◆ EXTRACTED MATERIAL ◆
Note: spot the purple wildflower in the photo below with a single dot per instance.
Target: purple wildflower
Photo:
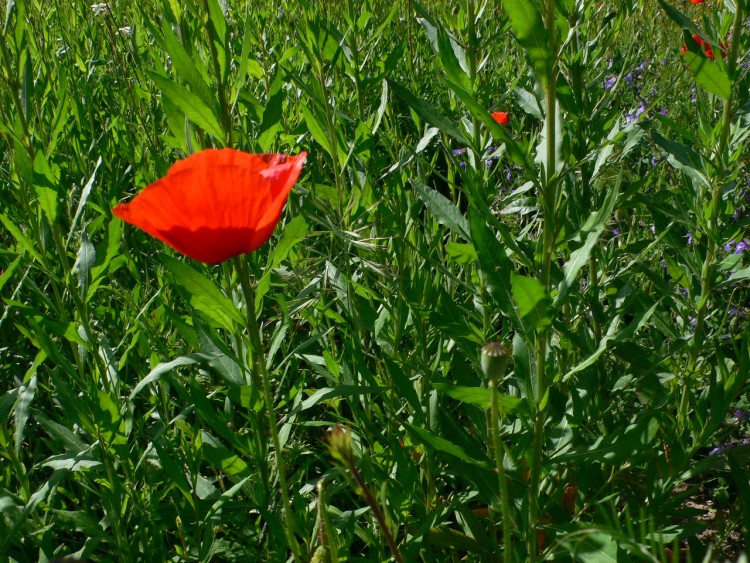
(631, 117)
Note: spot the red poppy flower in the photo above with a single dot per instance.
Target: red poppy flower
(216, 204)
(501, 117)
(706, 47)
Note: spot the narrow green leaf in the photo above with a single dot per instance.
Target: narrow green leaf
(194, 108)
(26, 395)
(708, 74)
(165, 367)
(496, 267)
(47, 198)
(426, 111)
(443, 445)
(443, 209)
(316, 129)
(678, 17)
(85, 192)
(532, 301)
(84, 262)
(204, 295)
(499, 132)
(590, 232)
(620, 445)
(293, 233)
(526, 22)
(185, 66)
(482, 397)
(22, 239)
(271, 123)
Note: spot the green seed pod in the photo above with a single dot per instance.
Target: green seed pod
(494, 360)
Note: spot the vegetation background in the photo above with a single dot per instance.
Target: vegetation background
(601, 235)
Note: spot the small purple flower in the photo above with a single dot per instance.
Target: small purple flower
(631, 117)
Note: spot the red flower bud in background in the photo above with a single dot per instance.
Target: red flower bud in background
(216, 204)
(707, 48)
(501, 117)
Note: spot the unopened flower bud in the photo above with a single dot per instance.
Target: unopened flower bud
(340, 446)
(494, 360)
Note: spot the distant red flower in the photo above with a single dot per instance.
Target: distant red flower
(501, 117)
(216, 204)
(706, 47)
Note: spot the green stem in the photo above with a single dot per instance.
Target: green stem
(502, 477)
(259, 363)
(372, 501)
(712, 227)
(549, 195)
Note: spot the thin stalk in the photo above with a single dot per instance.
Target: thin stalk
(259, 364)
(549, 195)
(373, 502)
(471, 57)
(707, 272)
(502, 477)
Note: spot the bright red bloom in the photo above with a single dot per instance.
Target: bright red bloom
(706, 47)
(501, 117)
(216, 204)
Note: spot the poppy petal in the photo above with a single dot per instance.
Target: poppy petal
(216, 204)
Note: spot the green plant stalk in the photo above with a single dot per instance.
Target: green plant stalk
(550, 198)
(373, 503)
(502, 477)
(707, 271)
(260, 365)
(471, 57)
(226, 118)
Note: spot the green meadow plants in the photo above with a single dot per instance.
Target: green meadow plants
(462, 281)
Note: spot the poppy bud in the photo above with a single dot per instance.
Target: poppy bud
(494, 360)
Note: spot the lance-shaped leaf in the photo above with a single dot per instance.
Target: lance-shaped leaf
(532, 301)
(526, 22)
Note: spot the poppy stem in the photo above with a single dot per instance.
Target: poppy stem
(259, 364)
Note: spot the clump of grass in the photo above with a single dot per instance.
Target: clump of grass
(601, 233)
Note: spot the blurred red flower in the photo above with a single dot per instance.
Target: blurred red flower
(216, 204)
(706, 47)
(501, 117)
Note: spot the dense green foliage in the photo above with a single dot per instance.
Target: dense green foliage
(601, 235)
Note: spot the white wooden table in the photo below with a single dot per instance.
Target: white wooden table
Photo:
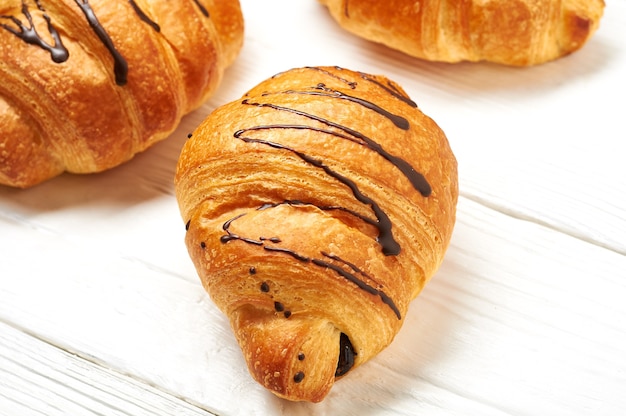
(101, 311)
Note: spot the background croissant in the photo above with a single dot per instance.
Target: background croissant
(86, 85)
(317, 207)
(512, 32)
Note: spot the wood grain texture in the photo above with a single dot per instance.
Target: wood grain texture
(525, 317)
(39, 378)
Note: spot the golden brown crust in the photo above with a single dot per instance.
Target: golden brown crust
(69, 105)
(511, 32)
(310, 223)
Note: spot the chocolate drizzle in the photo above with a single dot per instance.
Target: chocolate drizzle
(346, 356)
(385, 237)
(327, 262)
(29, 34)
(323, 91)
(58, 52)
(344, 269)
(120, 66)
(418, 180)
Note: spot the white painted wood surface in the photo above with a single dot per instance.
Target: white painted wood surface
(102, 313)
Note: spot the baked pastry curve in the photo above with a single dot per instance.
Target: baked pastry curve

◆ PROMPT ◆
Render every line above as a Markdown table with the columns Row and Text, giving each row a number and leaving out blank lines and the pictures.

◆ FINISHED ANSWER ◆
| Row | Text |
|---|---|
| 1 | Note: spot the purple wildflower in the photo below with a single dot per instance. |
| 2 | Target: purple wildflower |
| 3 | Photo: |
| 4 | (631, 117) |
| 5 | Note: spot the red poppy flower in the photo above with a single dot per instance. |
| 6 | Target: red poppy flower |
| 7 | (216, 204) |
| 8 | (501, 117) |
| 9 | (706, 47) |
| 10 | Note: spot the narrow green leaf in the photo above with a single dot per instance. |
| 11 | Target: narrow green leaf |
| 12 | (194, 108) |
| 13 | (26, 395) |
| 14 | (708, 74) |
| 15 | (165, 367) |
| 16 | (496, 267) |
| 17 | (47, 198) |
| 18 | (426, 111) |
| 19 | (443, 445) |
| 20 | (443, 209) |
| 21 | (316, 129) |
| 22 | (678, 17) |
| 23 | (85, 192) |
| 24 | (532, 301) |
| 25 | (84, 262) |
| 26 | (204, 295) |
| 27 | (499, 132) |
| 28 | (590, 232) |
| 29 | (620, 445) |
| 30 | (293, 233) |
| 31 | (526, 22) |
| 32 | (185, 66) |
| 33 | (482, 397) |
| 34 | (22, 239) |
| 35 | (271, 123) |
| 36 | Note: spot the green seed pod in the photo above with a single dot per instance. |
| 37 | Target: green seed pod |
| 38 | (494, 360) |
| 39 | Note: spot the vegetation background in the photo above with a single dot per instance. |
| 40 | Target: vegetation background |
| 41 | (601, 235) |
| 42 | Note: spot the small purple flower in the photo above with a single dot per instance. |
| 43 | Target: small purple flower |
| 44 | (631, 117) |
| 45 | Note: spot the red flower bud in background in the photo above with a single dot per instance. |
| 46 | Target: red flower bud in background |
| 47 | (216, 204) |
| 48 | (707, 48) |
| 49 | (501, 117) |
| 50 | Note: spot the unopened flower bud in the photo above with a single dot per instance. |
| 51 | Target: unopened flower bud |
| 52 | (340, 446) |
| 53 | (494, 360) |
| 54 | Note: spot the distant red flower in the photo above with a single dot per instance. |
| 55 | Target: distant red flower |
| 56 | (501, 117) |
| 57 | (216, 204) |
| 58 | (706, 47) |
| 59 | Note: spot the green stem in the photo above with a single dot per instance. |
| 60 | Target: green stem |
| 61 | (502, 477) |
| 62 | (259, 363) |
| 63 | (372, 501) |
| 64 | (712, 227) |
| 65 | (549, 195) |
| 66 | Note: spot the thin stalk in the photo above with a single dot per instance. |
| 67 | Target: thin stalk |
| 68 | (259, 364) |
| 69 | (549, 195) |
| 70 | (373, 502) |
| 71 | (471, 57) |
| 72 | (707, 272) |
| 73 | (502, 477) |
| 74 | Note: spot the bright red bloom in the photo above with a single dot per instance. |
| 75 | Target: bright red bloom |
| 76 | (706, 47) |
| 77 | (501, 117) |
| 78 | (216, 204) |
| 79 | Note: spot the poppy petal in the photo above with a single dot per instance. |
| 80 | Target: poppy petal |
| 81 | (216, 204) |
| 82 | Note: spot the green plant stalk in the photo above with a single dot per instance. |
| 83 | Target: green plant stalk |
| 84 | (550, 198) |
| 85 | (373, 503) |
| 86 | (502, 477) |
| 87 | (707, 271) |
| 88 | (260, 365) |
| 89 | (471, 57) |
| 90 | (226, 118) |
| 91 | Note: spot the green meadow plants in the photo above with a single dot per instance. |
| 92 | Target: green meadow plants |
| 93 | (462, 281) |
| 94 | Note: spot the poppy bud in the photo above with a single dot per instance. |
| 95 | Target: poppy bud |
| 96 | (494, 360) |
| 97 | Note: spot the lance-shaped leaf in the photo above with a single dot per instance. |
| 98 | Target: lance-shaped leaf |
| 99 | (532, 301) |
| 100 | (526, 22) |
| 101 | Note: spot the poppy stem in the photo above with a single dot per instance. |
| 102 | Target: poppy stem |
| 103 | (259, 364) |
| 104 | Note: spot the clump of grass in the photo above with a single dot per instance. |
| 105 | Target: clump of grass |
| 106 | (601, 233) |
| 107 | Note: spot the blurred red flower in the photo above with a single dot per instance. |
| 108 | Target: blurred red flower |
| 109 | (216, 204) |
| 110 | (706, 47) |
| 111 | (501, 117) |
| 112 | Note: spot the dense green foliage in the photo above with a single dot per instance. |
| 113 | Target: dense green foliage |
| 114 | (601, 235) |
| 115 | Note: spot the white wooden table in the photo below with a single dot per instance. |
| 116 | Target: white wooden table |
| 117 | Photo: |
| 118 | (101, 311) |
| 119 | Note: spot the background croissant in the photo above with a single dot per instance. |
| 120 | Target: background croissant |
| 121 | (86, 85) |
| 122 | (317, 207) |
| 123 | (512, 32) |
| 124 | Note: spot the wood grain texture in the photo above with a single dot per instance. |
| 125 | Target: wood grain texture |
| 126 | (525, 317) |
| 127 | (39, 378) |
| 128 | Note: spot the golden brown crust in the photo above with a single dot per instance. |
| 129 | Target: golden brown crust |
| 130 | (69, 105) |
| 131 | (511, 32) |
| 132 | (310, 223) |
| 133 | Note: spot the chocolate drizzle in the photo above with a single dot per instance. |
| 134 | Target: chocolate drizzle |
| 135 | (346, 356) |
| 136 | (385, 237) |
| 137 | (327, 262) |
| 138 | (29, 34) |
| 139 | (323, 91) |
| 140 | (58, 52) |
| 141 | (344, 269) |
| 142 | (120, 66) |
| 143 | (418, 180) |
| 144 | Note: spot the white painted wood surface in the photo above with a single dot per instance. |
| 145 | Target: white painted wood surface |
| 146 | (102, 313) |
| 147 | Note: spot the baked pastry curve in the photo above with a single dot per instance. |
| 148 | Target: baked pastry curve |